_Selected excerpt_
Energy Blog: Small Nuclear Reactors May Be the Future, but the Ukraine War Pushes Questions of Safety

Energy Blog: Small Nuclear Reactors May Be the Future, but the Ukraine War Pushes Questions of Safety

Containment structures are hardened for disasters, but not for shelling from war.
As the limits of near-term renewable energy sources and electric grids become more obvious, there appears to be increasing interest in nuclear power, particularly the budding potential of small modular reactors. The interest is fueled by climate change and a need for energy security.
The global fleet of 411 nuclear power plants are aging, with about two-thirds that are between 31 and greater than 50 years. Because of their history of cost and construction overruns, the future of nuclear power will be in small reactors that can be built modularly and deployed in increments.

_The task_
Reproduce word for word the stretch of the blog post on small nuclear reactors from "The global fleet" through "deployed in increments.".

_Dataset extract_
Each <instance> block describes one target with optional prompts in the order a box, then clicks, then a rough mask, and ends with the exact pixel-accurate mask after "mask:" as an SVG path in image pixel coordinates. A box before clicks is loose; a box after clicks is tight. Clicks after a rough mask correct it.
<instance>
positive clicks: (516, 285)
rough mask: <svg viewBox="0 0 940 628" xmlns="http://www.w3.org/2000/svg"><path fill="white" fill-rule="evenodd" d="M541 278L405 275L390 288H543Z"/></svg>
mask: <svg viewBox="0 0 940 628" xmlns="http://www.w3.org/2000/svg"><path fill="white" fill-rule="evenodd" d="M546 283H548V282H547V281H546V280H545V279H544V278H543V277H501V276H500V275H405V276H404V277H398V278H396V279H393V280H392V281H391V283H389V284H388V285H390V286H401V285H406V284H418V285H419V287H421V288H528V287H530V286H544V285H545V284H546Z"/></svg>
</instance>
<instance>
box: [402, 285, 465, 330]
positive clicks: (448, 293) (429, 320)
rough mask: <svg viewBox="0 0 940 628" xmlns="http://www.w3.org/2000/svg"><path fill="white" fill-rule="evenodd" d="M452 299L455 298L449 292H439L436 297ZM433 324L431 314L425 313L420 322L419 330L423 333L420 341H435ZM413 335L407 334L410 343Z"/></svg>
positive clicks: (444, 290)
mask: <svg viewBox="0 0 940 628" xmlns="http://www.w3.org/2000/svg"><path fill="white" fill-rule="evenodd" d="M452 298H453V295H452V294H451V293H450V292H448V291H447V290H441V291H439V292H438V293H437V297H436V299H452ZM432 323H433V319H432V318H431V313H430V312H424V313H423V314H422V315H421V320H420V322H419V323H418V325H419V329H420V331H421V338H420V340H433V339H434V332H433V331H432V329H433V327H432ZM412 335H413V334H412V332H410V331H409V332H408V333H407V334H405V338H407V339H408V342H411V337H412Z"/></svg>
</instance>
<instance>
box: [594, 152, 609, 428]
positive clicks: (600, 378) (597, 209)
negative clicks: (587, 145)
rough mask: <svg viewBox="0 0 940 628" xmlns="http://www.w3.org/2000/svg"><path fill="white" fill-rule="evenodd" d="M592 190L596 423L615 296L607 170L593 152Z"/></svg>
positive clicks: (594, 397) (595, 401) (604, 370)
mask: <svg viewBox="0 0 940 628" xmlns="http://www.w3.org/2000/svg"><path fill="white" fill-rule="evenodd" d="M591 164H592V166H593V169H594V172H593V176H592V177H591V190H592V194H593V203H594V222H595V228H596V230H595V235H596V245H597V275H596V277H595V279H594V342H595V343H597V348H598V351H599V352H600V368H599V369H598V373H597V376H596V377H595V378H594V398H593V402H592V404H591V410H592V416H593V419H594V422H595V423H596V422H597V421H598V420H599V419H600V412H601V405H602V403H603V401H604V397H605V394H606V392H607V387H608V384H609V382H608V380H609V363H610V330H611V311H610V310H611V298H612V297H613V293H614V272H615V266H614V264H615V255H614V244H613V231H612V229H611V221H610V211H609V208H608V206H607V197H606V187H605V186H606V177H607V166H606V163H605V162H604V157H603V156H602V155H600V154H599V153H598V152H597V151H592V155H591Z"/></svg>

_Result of the task_
The global fleet of 411 nuclear power plants are aging, with about two-thirds that are between 31 and greater than 50 years. Because of their history of cost and construction overruns, the future of nuclear power will be in small reactors that can be built modularly and deployed in increments.